O Konzerthaus foi evidentemente destruído pelos bombardeamentos que arrasaram Berlim. Depois, nas partilhas, ficou do lado oriental e foi sendo lentamente reconstruido, até ser reinaugurado em 1984, só, e para ser chamado pelas autoridades comunistas de Centro Socialista da Música. Esteve em sérios riscos na precisa época da reunificação, 1989/91. É presentemente residência da orquestra sinfónica da cidade.


A Deutsche Oper. Inaugurada em 1912, porque era absolutamente necessário mais um teatro lírico. Foi o centro berlinense da modernização dos repertórios e das montagens.
Logo a seguir à guerra, e vendo que a velha Ópera Estadual ficara do lado comunista, as autoridades ocidentais reconstruíram-na, reinauguraram-na em 1961, no lugar da velha ópera de Charlottenburg, arrasada pelas bombas aliadas. Ganhou prestígio e modernidade nas décadas de 70 e 80, com Götz Friedrich à testa, com espectáculos muito modernos mas de enorme qualidade também. Estreou compositores da importância de Henze e Reimann. No momento da reunificação, lutava desesperadamente por conquistar um novo público e atenuar o brutal défice de exploração das últimas décadas.
     A Staatsoper Unter den Linden é dirigida musicalmente por Daniel Baremboim. Reconstruida em 1955, tinha sido a grande casa de ópera do Estado, a ópera da corte da Prússia, construída no centro histórico de Berlim quando, há 260 anos, Frederico da Prússia ordenou que se construísse para ele e para a corte “um grande palácio mágico”.
Entre 1742 e 1811 a sala não foi lugar para o povo nem para mal vestidos. Era espaço de representação do poder imperial e acabou-se a conversa. Só em 1811 é dada de usufruto ao governo da cidade e aberta ao cidadão comum. É destruída pelos bombardeamentos de 1941, imediatamente reconstruída pelos nazis e de novo destruída quando do ataque final dos aliados a Berlim. Estreou Weber, Nicolai, Mendelssohn, Alban Berg, Hindemith, Stravinski. Vai-se deitar abaixo ou transformar em edifício de escritórios uma casa destas?  

                      

A Kömische Oper (também dita Volksoper – ópera do povo), é, por assim dizer, uma ópera de segunda no quadro das outras sublimidades berlinenses. Ficou do lado de lá do muro, coitadinha, mas mesmo assim foi dirigida pelo famoso Walter Felsenstein, encenador, e mais recentemente pelo não menos contemporaneamente famoso Harry Kupfer. Leva 1270 espectadores e entre os directores musicais de antes da guerra teve Otto Klemperer.

## [Extrato dos dados]
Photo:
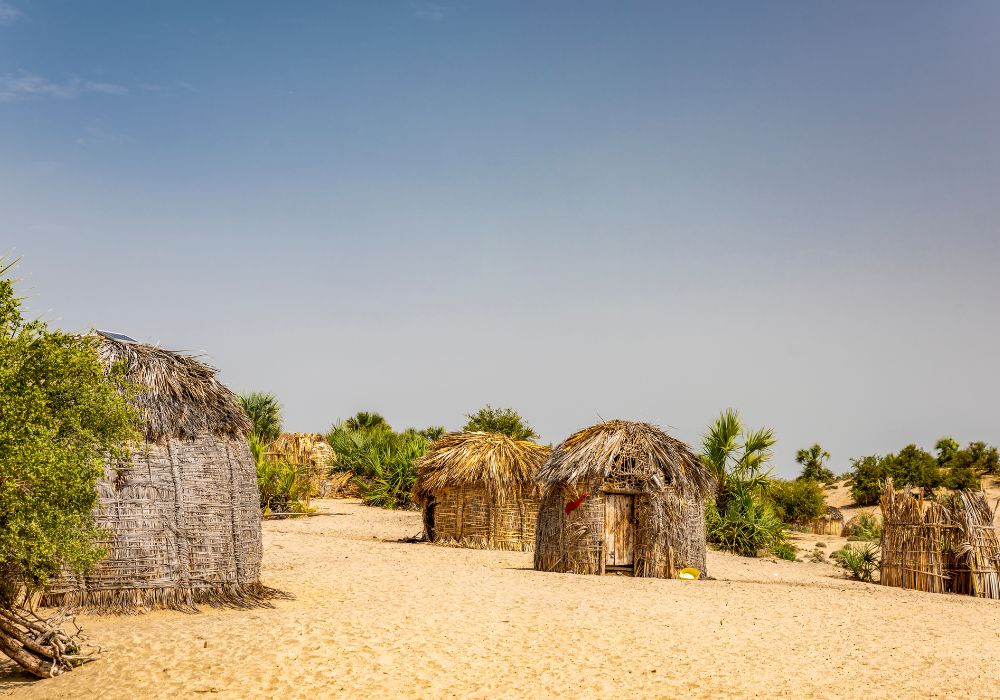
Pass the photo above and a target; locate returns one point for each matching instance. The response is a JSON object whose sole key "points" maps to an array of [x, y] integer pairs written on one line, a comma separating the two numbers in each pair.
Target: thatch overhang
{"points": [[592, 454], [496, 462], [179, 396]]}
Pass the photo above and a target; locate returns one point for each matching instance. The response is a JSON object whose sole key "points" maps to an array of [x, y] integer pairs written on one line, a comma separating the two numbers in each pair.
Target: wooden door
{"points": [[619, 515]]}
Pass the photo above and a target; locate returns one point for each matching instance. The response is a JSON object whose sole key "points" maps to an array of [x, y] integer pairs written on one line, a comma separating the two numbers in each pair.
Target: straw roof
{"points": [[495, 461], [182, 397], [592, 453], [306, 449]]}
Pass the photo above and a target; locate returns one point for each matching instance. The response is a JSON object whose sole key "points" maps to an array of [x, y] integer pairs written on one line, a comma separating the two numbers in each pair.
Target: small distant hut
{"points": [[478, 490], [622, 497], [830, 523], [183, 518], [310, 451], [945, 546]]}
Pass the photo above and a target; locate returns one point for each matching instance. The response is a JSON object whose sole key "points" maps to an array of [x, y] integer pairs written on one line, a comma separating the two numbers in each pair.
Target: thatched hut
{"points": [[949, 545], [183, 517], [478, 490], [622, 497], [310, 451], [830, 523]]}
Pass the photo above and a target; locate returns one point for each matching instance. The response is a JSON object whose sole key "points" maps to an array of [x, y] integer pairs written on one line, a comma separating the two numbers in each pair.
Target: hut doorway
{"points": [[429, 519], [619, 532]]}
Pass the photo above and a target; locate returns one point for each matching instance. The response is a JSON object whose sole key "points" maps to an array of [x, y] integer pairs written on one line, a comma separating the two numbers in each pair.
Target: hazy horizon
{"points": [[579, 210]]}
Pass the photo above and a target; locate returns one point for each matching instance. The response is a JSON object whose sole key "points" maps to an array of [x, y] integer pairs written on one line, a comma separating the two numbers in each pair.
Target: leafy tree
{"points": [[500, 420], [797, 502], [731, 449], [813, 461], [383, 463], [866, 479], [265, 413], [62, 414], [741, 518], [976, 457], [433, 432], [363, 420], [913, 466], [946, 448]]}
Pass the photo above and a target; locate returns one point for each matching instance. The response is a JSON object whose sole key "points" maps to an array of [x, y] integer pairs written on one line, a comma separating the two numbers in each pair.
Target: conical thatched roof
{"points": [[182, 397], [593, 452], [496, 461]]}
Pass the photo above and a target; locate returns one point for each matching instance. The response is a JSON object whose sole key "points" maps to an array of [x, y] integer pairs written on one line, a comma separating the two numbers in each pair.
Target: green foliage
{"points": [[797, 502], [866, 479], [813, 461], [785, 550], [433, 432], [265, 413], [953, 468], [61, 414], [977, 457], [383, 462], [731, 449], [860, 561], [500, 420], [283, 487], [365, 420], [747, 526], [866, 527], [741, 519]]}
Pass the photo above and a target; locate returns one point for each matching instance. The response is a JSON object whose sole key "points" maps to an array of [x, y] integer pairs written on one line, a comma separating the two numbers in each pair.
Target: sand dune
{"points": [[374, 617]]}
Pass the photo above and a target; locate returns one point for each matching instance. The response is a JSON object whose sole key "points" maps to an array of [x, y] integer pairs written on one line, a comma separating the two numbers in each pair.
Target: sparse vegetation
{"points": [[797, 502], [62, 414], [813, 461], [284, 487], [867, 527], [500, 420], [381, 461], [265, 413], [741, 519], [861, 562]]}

--

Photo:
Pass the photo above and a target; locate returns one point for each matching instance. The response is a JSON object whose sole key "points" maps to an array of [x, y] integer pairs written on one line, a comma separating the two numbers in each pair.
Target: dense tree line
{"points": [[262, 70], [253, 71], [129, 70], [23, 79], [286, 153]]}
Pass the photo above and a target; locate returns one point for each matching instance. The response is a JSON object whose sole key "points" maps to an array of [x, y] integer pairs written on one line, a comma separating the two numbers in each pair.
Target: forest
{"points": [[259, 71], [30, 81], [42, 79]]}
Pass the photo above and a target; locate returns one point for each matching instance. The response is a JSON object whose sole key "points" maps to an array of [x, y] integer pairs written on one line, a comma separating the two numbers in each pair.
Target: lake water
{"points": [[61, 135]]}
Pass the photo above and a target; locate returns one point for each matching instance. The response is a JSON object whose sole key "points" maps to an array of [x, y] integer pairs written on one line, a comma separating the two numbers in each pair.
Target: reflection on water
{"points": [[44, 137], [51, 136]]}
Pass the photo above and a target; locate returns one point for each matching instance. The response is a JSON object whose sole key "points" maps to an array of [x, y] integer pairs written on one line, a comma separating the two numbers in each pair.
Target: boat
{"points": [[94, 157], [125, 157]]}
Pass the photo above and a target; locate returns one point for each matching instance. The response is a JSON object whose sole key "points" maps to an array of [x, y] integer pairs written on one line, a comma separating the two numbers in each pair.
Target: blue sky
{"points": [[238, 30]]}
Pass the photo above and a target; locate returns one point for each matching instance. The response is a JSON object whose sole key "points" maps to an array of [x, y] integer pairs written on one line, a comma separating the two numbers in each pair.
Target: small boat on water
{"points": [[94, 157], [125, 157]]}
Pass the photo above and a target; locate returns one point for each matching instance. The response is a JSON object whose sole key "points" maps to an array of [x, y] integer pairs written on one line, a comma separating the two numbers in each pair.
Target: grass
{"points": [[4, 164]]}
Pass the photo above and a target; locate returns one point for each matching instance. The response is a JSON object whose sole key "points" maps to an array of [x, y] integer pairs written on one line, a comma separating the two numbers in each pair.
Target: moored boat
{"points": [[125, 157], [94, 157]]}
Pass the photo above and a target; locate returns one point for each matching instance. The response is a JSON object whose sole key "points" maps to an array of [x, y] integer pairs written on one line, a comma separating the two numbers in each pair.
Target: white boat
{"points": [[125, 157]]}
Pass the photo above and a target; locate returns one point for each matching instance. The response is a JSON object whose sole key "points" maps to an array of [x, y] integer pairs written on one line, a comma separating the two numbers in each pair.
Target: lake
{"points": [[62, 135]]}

## [Instruções]
1. Responda a estas perguntas sobre o texto acerca das casas de música de Berlim:
(a) Em que ano foi reinaugurado o Konzerthaus?
(b) Quem dirige musicalmente a Staatsoper Unter den Linden?
(c) Quantos espectadores leva a Kömische Oper?
2. Por favor, reproduza palavra por palavra o trecho do texto acerca das casas de música de Berlim que vai de "A Deutsche Oper." até "e das montagens.".

## [Respostas por tarefa]
1.
(a) Em 1984.
(b) Daniel Baremboim.
(c) 1270 espectadores.

2.
A Deutsche Oper. Inaugurada em 1912, porque era absolutamente necessário mais um teatro lírico. Foi o centro berlinense da modernização dos repertórios e das montagens.